Goal of the exercise |
Reproduce the passage of the Volkswagen engine forum thread starting with "Yeah,... maybe it's" and going on through "in non Turbo...", swapping "mpg" for "fuel economy".

Text provided |

At this time I own a 2.0T beetle, and it's a fantastic car. The only downfall is the turbo lag, but it still pulls better than any non modified 2.5L vw production vehicle.

Was sad that the 1.8T is now the turbo model, and the R has vanished from the line up. 

Bringing back the 2.5L doesn't really make any sense from a corporate perspective. It was an engine intended for the na market only whereas the 1.4 and 1.8 engines are global. You also achieve the same power with better fuel economy (on paper). Pretty similar evening in real world driving.

Sent from my 2PYB2 using Tapatalk


----------



## the beet (May 5, 2012)

flynavyj said:


> Owned a 2.5L equipped 2006 Jetta, and at the time drove several 2.0T jettas to compare to. The 2.5 was very competent to move the car, but the 2.0T definitely bettered the 2.5L in power and torque.
> 
> At this time I own a 2.0T beetle, and it's a fantastic car. The only downfall is the turbo lag, but it still pulls better than any non modified 2.5L vw production vehicle.
> 
> ...


Yeah,... maybe it's the lag-time I'm referring to. The mpg is the same. Everything else is negligible, as far as I am concerned. I realize the foreign models are all Turbos. 

It is interesting the Touareg and Atlas are still available in non Turbo...


----------



## Dan00Hawk (Jun 22, 2013)

Dan00Hawk said:


> After owning a 2.5 and now having a 1.8tsi, the turbo is faster in all areas, along with better fuel economy. Throw in the ability to easily and cheaply add horsepower through a plug in (JB or Neuspeed) or tune (APR, etc...), and there isn't much reason to desire a 2.5 besides possible longevity and easier maintenance after 120k. The 2.5 is very reliable and low maintenance. The 1.8tsi hasn't been around long enough for us to see how it will be in the long term. I'm at 45k on my Jetta 1.8tsi, and my wife is around 30k in her Beetle 1.8tsi, and, knock on wood, they have been solid.
> 
> Maybe the very slight turbo lag is making your internal dyno get thrown off, or you were driving 1.4 turbos? Here are Car and Driver's instrumented tests of both versions. The 1.8tsi is quicker and faster in every aspect
> 
> ...


I'd guess the 2016 Jetta turbo that you were driving was the 1.4tsi, which has performance more or less similar to the 2.5 (see below). This could explain why the 2.5 in your Beetle felt a bit more responsive, with the Beetle being maybe 100 lbs lighter than the Jetta that your drove. But the 1.8tsi next to the 2.5 would show tail lights in every type of acceleration contest. I liked my 2.5, but am quite happier with my 1.8, especially after an APR tune. 

*Car and Driver 2016 Jetta 1.4tsi test*
Zero to 60 mph: 8.4 sec
Zero to 100 mph: 22.4 sec
Zero to 120 mph: 40.5 sec
Rolling start, 5-60 mph: 9.2 sec
Top gear, 30-50 mph: 4.3 sec
Top gear, 50-70 mph: 5.9 sec
Standing ¼-mile: 16.3 sec @ 87 mph


----------



## the beet (May 5, 2012)

Yes, it is a TSI. I would imagine the added weight in the front would help more when there is snow on the ground as well...


----------



## silverspeedbuggy (Aug 8, 2001)

Information supplied |

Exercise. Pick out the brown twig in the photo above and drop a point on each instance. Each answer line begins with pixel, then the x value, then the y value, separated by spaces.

Exercise result |
Yeah,... maybe it's the lag-time I'm referring to. The fuel economy is the same. Everything else is negligible, as far as I am concerned. I realize the foreign models are all Turbos. 

It is interesting the Touareg and Atlas are still available in non Turbo...